■ **ABOUT THIS EXERCISE**
Lines that contain "riverbank": how many are there in the listing below? Answer with a number and nothing more.
*** DATASET ENTRIES
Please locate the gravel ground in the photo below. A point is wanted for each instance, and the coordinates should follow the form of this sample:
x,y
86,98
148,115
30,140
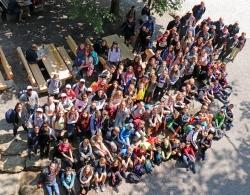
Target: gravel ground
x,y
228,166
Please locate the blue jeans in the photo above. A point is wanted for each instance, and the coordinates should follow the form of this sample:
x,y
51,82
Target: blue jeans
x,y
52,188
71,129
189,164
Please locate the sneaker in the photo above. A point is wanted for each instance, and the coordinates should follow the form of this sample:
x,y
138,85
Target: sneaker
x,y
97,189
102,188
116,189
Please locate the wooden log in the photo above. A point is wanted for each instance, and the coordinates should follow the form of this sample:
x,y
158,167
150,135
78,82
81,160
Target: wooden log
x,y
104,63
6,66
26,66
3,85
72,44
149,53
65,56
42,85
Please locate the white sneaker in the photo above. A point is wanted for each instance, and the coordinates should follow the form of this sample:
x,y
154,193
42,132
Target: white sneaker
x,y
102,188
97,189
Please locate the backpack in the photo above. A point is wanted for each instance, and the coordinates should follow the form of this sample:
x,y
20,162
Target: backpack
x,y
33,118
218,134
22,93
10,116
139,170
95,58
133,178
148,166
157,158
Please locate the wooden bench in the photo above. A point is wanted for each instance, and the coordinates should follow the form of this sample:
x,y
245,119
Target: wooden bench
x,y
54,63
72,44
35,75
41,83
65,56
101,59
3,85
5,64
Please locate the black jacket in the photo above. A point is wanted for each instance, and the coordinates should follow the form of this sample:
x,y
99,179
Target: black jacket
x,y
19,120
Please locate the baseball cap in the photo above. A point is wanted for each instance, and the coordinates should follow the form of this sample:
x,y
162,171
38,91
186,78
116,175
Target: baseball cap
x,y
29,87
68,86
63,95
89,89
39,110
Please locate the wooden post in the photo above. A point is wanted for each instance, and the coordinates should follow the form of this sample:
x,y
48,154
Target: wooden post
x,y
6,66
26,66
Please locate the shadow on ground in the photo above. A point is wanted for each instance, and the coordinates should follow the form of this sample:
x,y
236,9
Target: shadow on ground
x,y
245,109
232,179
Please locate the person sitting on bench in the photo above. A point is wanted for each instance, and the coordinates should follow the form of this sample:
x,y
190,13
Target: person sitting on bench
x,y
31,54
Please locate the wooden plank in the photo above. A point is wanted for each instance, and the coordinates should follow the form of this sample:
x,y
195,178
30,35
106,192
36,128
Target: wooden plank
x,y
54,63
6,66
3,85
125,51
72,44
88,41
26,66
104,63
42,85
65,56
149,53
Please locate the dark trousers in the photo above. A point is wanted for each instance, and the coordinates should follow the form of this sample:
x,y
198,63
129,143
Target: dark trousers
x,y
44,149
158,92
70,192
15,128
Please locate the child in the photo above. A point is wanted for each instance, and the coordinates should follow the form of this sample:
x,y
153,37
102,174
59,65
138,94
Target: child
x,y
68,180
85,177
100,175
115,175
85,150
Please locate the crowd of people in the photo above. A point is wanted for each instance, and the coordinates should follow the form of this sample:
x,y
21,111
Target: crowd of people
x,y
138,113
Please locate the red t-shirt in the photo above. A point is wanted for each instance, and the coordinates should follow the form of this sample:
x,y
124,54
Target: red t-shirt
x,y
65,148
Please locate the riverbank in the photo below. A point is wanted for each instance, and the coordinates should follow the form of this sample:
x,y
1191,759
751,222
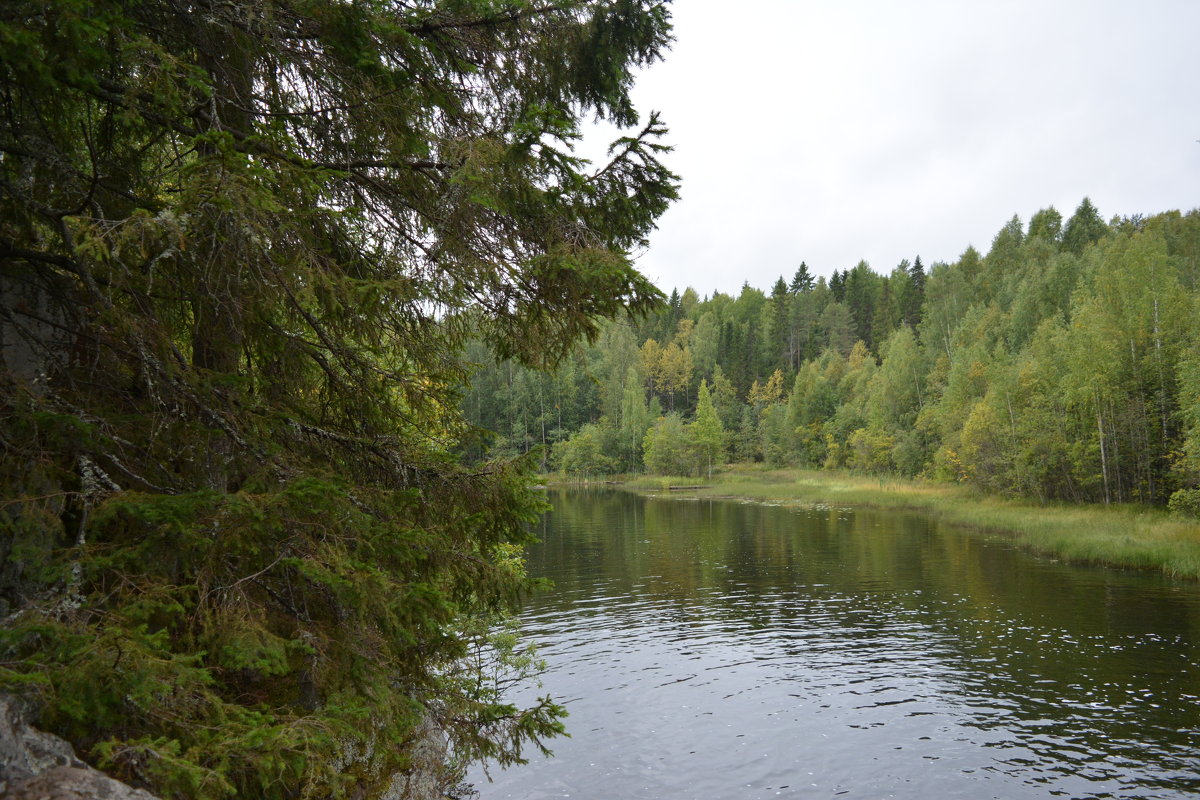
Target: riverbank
******
■ **RESPONSE TO THIS EXERCISE**
2